**Your objective**
Please copy the lines from the first one through the line containing "positive clicks: (1260, 168)", replacing "rough mask" with "coarse mask" and leaving everything else the same.

# # # # # # #

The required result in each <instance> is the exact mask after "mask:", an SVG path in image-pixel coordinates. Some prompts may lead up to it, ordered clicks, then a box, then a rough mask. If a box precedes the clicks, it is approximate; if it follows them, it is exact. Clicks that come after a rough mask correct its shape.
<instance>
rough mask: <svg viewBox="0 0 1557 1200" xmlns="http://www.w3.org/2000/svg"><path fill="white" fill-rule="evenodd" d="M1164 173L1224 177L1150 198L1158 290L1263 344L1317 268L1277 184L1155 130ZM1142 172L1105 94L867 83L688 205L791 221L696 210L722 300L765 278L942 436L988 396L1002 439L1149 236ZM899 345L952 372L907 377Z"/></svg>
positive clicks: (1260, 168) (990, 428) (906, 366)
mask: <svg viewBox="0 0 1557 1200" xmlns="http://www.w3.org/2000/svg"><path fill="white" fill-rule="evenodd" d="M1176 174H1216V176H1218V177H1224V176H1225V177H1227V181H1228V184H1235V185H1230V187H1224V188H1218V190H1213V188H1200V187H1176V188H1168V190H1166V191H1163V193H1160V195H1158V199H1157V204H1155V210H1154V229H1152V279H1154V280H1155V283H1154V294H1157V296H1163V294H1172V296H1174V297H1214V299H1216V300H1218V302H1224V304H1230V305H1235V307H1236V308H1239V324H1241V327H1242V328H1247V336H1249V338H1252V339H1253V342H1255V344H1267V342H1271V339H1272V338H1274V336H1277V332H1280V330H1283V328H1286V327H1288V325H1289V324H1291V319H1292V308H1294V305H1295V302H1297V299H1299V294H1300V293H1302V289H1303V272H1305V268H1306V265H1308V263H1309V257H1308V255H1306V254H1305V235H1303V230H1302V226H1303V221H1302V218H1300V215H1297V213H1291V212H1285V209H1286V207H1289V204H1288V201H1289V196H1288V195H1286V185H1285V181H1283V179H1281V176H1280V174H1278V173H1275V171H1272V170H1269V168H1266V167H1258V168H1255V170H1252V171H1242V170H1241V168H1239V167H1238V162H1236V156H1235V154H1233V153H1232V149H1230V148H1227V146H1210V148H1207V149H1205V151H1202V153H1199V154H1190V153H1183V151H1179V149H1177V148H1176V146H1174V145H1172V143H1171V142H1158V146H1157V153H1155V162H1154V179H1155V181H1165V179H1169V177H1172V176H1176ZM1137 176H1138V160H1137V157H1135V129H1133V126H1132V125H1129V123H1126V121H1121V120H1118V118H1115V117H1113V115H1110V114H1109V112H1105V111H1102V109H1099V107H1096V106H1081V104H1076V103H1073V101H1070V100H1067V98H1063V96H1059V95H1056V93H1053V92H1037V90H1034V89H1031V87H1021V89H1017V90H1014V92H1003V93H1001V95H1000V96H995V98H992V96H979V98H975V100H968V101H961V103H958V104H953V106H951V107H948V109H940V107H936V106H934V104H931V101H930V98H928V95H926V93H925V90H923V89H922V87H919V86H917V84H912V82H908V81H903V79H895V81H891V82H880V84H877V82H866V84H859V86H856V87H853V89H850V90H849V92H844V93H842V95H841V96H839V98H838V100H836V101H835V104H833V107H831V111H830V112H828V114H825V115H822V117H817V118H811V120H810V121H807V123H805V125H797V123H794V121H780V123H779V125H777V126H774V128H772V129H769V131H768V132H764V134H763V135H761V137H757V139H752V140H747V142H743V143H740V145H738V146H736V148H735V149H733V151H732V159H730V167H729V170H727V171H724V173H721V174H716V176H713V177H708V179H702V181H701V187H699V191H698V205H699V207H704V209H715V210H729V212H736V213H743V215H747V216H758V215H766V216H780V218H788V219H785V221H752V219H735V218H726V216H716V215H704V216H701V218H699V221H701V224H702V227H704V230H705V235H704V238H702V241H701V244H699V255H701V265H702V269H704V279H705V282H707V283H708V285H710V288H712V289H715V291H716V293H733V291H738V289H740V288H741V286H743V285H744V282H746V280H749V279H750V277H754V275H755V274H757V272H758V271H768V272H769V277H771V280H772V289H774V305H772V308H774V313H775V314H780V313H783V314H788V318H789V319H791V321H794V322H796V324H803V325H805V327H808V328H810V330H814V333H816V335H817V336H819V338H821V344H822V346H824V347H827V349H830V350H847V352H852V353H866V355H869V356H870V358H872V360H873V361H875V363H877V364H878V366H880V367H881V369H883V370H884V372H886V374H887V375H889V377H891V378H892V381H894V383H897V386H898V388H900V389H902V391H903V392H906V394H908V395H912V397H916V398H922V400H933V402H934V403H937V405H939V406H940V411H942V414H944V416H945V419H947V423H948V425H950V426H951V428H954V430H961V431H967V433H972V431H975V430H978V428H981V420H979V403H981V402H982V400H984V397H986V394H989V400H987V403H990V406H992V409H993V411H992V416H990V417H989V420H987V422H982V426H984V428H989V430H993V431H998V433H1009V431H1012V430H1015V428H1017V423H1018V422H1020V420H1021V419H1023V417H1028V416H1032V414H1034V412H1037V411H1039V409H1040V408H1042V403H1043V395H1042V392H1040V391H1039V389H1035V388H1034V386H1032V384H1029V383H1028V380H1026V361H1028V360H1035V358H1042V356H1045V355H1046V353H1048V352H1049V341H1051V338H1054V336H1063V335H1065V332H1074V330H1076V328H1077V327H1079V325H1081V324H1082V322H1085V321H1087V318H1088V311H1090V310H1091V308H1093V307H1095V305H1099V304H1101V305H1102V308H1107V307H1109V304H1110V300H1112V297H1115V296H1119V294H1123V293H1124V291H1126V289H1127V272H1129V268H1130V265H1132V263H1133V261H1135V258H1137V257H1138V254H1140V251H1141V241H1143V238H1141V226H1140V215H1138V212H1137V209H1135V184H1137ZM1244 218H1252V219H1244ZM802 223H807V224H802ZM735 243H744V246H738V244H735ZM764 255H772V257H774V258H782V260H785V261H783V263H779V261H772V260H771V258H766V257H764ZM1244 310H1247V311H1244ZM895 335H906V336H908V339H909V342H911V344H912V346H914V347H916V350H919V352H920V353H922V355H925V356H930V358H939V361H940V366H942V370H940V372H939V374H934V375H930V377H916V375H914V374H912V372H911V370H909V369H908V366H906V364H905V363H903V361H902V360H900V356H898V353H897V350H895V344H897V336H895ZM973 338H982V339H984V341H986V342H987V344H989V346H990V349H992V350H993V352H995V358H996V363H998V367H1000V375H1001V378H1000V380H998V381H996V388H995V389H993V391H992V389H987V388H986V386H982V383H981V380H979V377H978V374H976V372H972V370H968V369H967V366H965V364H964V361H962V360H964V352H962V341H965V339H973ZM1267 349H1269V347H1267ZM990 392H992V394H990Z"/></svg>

# # # # # # #

**Exercise response**
The required result in each <instance> is the exact mask after "mask:", an SVG path in image-pixel coordinates. Some prompts may lead up to it, ordered clicks, then a box, then a coarse mask. If a box precedes the clicks, it is approximate; if it follows them, it is exact. Clicks that come after a coarse mask correct its shape.
<instance>
coarse mask: <svg viewBox="0 0 1557 1200" xmlns="http://www.w3.org/2000/svg"><path fill="white" fill-rule="evenodd" d="M1164 173L1224 177L1150 198L1158 290L1263 344L1317 268L1277 184L1155 130ZM1142 172L1105 94L867 83L688 205L791 221L696 210L722 300L765 278L942 436L988 396L1002 439L1149 236ZM899 345L952 372L907 377Z"/></svg>
positive clicks: (1260, 168) (990, 428) (906, 366)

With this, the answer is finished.